+++ Records supplied
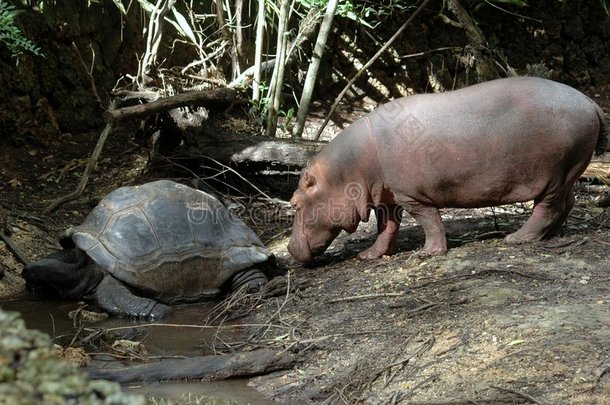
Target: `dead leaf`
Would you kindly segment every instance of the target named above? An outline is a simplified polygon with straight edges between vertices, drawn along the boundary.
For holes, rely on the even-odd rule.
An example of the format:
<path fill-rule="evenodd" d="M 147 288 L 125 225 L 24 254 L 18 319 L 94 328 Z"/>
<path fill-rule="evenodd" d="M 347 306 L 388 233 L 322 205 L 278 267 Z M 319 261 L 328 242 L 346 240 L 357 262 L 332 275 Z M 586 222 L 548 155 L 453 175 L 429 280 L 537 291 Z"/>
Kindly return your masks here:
++++++
» Assignment: In the listing above, find the line containing "An example of"; that line and every line after it, through the last, are to be retyped exactly.

» Answer area:
An example of the format:
<path fill-rule="evenodd" d="M 147 288 L 125 225 L 24 254 L 18 319 L 94 328 Z"/>
<path fill-rule="evenodd" d="M 347 306 L 388 233 L 322 205 L 278 267 Z M 319 261 L 328 242 L 346 240 L 357 262 L 332 275 Z M 586 222 L 548 155 L 453 175 L 429 280 L 537 291 Z"/>
Kindly return your masks here:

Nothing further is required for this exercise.